** Opening Page excerpt block **
Hypertonicity is an increased tension of the muscles, meaning the muscle tone is abnormally rigid, hampering proper movement. This condition is the opposite of hypotonicity. Hypotonicity is a decreased tension in muscle tone. A lack of muscle tone inhibits proper movement as the muscle is not developed or is too soft to support the body.
Neonatal or congenital hypotonia is fairly common and causal factors include infections, effects of drugs, brain hemorrhage, or chromosomal or cerebral pathologies. An infant diagnosed with generalized hypotonia has abnormally decreased muscle tone affecting posture for at least the first month of life.
Neonatal or congenital hypertonia, on the other hand, is usually a result of severe brain damage. Infants experiencing hypertonicity often have joint contractures and general discomfort as well as difficulty feeding. This condition is managed with neurodevelopmental techniques in the positioning and handling of the infant. The presence of neonatal hypertonicity with an exaggerated startle reflex is often associated with the neuropediatric disease Hyperekplexia. Hyperekplexia is treatable, but must be caught early or death from apnea may result.
Chronic back pain is often associated with hypertonicity. Physical causes of this condition in back muscles may be due to either physical damage or emotional stress. Hypertonicity in back muscles may cause joint compression and an excess of lactic acid as well as a decrease in movement.
** Closing Page excerpt block **
** Opening Given records block **
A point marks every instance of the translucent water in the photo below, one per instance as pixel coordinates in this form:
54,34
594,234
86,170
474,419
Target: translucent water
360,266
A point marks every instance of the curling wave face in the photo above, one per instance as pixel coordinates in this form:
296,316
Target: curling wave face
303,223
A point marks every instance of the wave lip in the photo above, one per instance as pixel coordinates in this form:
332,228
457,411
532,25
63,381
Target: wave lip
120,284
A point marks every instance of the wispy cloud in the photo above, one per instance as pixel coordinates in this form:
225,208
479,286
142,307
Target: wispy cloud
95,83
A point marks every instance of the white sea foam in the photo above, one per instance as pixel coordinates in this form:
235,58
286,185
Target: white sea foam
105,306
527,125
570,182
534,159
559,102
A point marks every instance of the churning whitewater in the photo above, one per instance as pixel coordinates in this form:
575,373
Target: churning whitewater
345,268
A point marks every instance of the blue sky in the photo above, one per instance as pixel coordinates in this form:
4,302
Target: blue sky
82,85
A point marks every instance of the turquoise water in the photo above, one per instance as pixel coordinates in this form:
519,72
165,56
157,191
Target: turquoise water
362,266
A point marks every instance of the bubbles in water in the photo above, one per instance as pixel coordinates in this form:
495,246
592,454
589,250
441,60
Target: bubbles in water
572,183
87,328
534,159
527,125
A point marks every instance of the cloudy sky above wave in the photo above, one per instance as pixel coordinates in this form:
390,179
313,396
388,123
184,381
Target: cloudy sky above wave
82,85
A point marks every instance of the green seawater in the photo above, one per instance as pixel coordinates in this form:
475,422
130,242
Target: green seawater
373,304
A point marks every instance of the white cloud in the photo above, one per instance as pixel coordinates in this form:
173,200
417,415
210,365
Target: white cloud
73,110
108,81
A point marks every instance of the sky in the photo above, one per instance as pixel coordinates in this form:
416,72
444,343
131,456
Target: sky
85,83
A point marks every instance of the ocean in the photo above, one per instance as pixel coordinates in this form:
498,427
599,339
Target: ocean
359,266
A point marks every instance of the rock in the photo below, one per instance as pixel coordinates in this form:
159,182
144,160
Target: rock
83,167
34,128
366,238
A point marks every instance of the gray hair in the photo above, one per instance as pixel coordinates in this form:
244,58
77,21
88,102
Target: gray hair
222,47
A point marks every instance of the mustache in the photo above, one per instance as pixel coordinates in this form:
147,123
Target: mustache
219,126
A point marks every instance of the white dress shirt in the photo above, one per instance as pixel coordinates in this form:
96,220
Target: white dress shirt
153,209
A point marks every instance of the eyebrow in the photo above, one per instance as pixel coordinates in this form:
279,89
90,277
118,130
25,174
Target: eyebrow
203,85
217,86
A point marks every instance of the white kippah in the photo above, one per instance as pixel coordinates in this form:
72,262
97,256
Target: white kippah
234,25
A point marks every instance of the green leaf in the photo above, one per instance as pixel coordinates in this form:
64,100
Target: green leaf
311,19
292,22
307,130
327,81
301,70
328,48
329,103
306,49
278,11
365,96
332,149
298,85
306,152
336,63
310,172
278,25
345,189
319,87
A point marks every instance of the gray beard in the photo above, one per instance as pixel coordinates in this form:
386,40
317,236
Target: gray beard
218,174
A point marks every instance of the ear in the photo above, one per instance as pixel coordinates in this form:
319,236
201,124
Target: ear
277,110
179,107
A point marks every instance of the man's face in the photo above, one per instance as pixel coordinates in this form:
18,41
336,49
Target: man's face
** Closing Given records block **
_What the task requires_:
List the causal factors that the text on muscle tone gives for neonatal or congenital hypotonia. The material comes from a different source than the text on muscle tone.

_Response for this exercise_:
- Infections
- Effects of drugs
- Brain hemorrhage
- Chromosomal or cerebral pathologies